What to work on
Pick each line that has "mirror" out of the records.

Extracted material
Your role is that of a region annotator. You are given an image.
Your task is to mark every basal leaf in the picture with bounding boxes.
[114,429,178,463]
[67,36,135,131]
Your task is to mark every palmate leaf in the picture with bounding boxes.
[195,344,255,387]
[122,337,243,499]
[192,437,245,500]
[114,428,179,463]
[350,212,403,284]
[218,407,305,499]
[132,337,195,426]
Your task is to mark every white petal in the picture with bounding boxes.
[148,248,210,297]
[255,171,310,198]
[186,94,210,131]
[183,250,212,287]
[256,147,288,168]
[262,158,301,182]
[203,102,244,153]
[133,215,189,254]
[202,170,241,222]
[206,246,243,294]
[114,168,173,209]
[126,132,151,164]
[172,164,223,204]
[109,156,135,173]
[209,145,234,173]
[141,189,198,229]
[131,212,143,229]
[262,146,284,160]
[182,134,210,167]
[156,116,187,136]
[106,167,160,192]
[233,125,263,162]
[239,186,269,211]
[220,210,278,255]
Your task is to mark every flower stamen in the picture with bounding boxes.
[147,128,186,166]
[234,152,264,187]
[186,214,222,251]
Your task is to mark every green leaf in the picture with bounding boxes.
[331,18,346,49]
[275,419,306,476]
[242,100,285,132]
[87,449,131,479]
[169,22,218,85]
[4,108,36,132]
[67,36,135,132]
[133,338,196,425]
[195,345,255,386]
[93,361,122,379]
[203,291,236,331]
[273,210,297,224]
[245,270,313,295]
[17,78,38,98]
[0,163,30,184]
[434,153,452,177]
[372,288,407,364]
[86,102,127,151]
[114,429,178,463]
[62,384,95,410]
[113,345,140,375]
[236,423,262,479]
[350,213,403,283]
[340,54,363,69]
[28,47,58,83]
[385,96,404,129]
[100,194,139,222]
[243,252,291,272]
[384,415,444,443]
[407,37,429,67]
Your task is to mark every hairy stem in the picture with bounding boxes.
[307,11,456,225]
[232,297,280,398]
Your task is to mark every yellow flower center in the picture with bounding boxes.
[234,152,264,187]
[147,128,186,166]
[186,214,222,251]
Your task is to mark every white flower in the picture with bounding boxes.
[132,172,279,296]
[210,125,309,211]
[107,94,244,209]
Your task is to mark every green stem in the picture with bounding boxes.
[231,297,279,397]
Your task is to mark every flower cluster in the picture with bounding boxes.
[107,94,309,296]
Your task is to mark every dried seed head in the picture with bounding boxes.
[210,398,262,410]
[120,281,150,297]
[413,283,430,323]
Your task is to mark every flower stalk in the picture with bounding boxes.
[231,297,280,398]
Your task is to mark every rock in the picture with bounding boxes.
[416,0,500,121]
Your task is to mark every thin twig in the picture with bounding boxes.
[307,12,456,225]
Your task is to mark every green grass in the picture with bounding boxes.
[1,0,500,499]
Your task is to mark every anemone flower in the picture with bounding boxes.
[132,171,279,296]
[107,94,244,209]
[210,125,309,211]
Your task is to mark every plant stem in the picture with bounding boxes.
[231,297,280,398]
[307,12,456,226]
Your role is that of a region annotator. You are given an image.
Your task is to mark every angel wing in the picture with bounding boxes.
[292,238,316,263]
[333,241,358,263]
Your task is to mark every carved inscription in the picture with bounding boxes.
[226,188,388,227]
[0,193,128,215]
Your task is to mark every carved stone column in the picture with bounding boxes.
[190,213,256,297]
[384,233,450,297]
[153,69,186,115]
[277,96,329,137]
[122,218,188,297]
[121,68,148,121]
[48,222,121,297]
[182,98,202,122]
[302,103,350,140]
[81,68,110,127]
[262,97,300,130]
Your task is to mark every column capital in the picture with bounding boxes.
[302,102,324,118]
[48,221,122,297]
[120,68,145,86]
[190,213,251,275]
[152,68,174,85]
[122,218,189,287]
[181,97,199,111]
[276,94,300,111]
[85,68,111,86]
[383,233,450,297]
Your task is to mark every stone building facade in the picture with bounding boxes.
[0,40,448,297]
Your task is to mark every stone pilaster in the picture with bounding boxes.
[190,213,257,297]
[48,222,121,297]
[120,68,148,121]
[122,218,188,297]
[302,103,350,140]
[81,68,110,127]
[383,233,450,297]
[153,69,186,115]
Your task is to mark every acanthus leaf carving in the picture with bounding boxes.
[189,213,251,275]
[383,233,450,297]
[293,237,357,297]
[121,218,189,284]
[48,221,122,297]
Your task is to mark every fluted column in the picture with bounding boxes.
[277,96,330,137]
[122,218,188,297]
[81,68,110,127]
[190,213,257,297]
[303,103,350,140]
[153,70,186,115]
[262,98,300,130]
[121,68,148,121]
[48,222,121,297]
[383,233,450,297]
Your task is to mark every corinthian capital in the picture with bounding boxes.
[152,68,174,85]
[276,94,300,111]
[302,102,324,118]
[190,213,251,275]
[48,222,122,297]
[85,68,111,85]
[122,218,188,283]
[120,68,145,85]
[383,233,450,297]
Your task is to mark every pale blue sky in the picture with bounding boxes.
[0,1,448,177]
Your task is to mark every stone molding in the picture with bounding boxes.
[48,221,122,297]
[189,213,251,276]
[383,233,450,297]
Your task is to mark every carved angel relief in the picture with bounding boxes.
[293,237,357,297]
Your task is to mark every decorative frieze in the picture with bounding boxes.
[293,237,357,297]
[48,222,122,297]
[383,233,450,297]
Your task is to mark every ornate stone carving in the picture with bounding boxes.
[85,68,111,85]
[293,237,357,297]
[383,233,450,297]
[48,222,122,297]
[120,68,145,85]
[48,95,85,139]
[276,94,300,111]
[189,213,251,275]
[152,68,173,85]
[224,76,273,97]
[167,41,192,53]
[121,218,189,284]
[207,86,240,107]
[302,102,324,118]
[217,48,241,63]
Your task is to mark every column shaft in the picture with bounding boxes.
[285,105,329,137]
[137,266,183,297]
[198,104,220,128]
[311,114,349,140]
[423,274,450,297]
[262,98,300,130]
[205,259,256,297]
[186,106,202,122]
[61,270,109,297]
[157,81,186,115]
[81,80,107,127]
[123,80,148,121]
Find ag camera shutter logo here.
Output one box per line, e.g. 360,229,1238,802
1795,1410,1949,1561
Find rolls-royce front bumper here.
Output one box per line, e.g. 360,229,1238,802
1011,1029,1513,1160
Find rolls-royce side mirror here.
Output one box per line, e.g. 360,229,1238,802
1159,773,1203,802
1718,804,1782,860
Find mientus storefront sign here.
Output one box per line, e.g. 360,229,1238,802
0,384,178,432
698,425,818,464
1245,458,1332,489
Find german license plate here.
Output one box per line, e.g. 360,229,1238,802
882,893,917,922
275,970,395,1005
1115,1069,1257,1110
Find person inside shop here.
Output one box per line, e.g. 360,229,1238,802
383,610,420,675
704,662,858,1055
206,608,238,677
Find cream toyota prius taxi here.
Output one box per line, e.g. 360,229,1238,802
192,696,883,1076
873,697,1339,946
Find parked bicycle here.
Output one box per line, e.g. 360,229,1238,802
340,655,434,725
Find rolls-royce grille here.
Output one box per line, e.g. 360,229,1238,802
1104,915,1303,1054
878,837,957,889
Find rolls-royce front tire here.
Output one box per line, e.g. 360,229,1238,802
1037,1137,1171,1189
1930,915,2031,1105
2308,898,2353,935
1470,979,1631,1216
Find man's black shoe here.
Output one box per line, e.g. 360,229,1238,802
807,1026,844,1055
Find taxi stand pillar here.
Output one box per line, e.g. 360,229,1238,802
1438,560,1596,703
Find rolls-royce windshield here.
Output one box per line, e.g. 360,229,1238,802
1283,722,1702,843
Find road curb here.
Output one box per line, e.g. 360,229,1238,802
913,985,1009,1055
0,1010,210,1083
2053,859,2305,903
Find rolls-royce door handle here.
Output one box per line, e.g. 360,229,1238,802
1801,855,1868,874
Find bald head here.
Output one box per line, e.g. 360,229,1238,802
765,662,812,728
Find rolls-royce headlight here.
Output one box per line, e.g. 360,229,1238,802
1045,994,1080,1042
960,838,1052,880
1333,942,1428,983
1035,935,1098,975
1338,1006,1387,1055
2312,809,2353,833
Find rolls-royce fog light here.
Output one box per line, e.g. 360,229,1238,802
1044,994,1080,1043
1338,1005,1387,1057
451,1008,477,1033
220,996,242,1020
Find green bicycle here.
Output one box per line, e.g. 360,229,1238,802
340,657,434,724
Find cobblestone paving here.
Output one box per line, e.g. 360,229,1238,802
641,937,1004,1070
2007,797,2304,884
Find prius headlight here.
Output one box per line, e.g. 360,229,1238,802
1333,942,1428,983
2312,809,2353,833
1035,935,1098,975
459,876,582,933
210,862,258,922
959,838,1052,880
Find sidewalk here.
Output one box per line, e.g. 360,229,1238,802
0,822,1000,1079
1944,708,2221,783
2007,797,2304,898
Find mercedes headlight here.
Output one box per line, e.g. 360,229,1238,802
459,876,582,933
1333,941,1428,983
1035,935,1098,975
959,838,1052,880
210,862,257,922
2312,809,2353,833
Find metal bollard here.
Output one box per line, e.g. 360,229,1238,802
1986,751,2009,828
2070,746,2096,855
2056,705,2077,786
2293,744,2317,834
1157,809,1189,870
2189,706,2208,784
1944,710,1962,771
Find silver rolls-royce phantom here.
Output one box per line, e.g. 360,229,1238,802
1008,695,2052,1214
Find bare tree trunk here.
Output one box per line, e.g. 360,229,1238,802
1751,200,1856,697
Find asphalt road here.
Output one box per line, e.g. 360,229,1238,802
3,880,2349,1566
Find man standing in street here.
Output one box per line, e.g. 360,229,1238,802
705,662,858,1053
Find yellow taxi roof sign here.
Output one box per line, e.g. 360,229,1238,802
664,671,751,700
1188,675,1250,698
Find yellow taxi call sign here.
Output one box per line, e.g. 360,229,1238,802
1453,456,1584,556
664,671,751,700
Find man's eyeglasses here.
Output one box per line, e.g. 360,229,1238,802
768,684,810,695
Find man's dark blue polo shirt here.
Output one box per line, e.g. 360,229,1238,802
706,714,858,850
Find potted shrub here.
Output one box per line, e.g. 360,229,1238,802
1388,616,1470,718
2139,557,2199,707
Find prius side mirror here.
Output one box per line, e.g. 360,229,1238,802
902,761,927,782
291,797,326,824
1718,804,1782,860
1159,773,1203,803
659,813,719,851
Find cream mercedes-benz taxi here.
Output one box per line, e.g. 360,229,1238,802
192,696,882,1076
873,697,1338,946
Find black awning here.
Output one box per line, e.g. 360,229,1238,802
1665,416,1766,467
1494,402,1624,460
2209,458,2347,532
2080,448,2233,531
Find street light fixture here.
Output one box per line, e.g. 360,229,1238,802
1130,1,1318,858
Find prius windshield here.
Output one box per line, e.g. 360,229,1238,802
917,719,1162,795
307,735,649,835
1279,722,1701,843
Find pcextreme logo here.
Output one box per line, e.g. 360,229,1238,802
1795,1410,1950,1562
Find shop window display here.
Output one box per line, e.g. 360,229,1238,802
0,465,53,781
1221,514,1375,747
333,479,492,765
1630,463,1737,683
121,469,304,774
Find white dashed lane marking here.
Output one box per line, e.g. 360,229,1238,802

Answer to this task
Find rolls-royce side mirror here.
Find prius side mirror here.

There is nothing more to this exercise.